• [EXERCISE PROMPT]:
The reply should hold every record, copied exactly.

════════════════════

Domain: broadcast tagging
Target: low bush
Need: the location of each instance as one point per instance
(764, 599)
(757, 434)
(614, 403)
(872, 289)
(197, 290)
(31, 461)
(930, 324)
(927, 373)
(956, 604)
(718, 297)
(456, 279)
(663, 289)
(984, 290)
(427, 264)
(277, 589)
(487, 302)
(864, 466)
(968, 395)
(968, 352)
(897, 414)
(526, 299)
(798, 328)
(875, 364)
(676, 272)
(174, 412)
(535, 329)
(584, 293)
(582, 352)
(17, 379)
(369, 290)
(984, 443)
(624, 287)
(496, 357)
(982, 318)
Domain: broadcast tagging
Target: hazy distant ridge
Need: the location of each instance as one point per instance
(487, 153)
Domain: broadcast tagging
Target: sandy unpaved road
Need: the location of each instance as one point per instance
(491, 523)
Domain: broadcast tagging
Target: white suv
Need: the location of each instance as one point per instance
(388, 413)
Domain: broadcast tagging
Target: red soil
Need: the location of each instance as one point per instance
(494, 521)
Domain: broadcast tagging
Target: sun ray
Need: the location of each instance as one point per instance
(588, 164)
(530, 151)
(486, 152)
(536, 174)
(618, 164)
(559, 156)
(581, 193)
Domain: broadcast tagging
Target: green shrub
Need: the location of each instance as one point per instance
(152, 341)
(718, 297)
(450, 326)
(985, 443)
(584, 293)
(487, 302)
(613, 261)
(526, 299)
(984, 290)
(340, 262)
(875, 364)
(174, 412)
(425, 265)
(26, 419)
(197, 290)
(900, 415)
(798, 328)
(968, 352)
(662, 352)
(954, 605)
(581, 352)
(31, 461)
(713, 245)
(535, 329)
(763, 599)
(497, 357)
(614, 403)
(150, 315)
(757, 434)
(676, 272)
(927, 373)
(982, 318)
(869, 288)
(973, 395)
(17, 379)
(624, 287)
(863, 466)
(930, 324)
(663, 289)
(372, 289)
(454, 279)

════════════════════

• [OUTPUT BELOW]:
Domain: broadcast tagging
Target: low bush
Need: the location of each instance as one point per instance
(764, 599)
(757, 434)
(614, 403)
(872, 289)
(197, 290)
(31, 461)
(930, 324)
(927, 373)
(956, 604)
(718, 297)
(456, 279)
(663, 289)
(984, 290)
(427, 264)
(277, 589)
(487, 302)
(864, 466)
(968, 395)
(968, 352)
(897, 414)
(526, 299)
(798, 328)
(875, 364)
(676, 272)
(174, 412)
(535, 329)
(584, 293)
(582, 352)
(17, 379)
(369, 290)
(984, 443)
(624, 287)
(496, 357)
(982, 318)
Domain: broadcast tagging
Target: hazy distant ridge
Need: the location of each instance as one point per instance
(487, 153)
Domain: broadcast tagging
Target: sandy unpaved road
Need: the location of each instance as one point per instance
(491, 523)
Domain: broadcast tagging
Target: white suv
Need: the location of each instance as one point per instance
(388, 413)
Domain: broadcast tagging
Target: red soil
Need: the location of each instance as one point per instance
(494, 521)
Domain: broadcast tagging
Target: sun ray
Need: the location of each instance as one point per instance
(588, 164)
(530, 151)
(486, 152)
(536, 174)
(618, 164)
(559, 156)
(581, 193)
Domain: broadcast tagging
Target: green shrub
Need: the location of each instance as one point per instance
(152, 341)
(718, 297)
(450, 326)
(985, 443)
(584, 293)
(487, 302)
(613, 261)
(526, 299)
(984, 290)
(340, 262)
(875, 364)
(174, 412)
(425, 265)
(26, 419)
(197, 290)
(900, 415)
(798, 328)
(968, 352)
(662, 352)
(954, 605)
(581, 352)
(31, 461)
(713, 245)
(535, 329)
(763, 599)
(497, 357)
(614, 403)
(150, 315)
(757, 434)
(676, 272)
(927, 373)
(982, 318)
(869, 288)
(973, 395)
(17, 379)
(624, 287)
(863, 466)
(930, 324)
(663, 289)
(372, 289)
(454, 279)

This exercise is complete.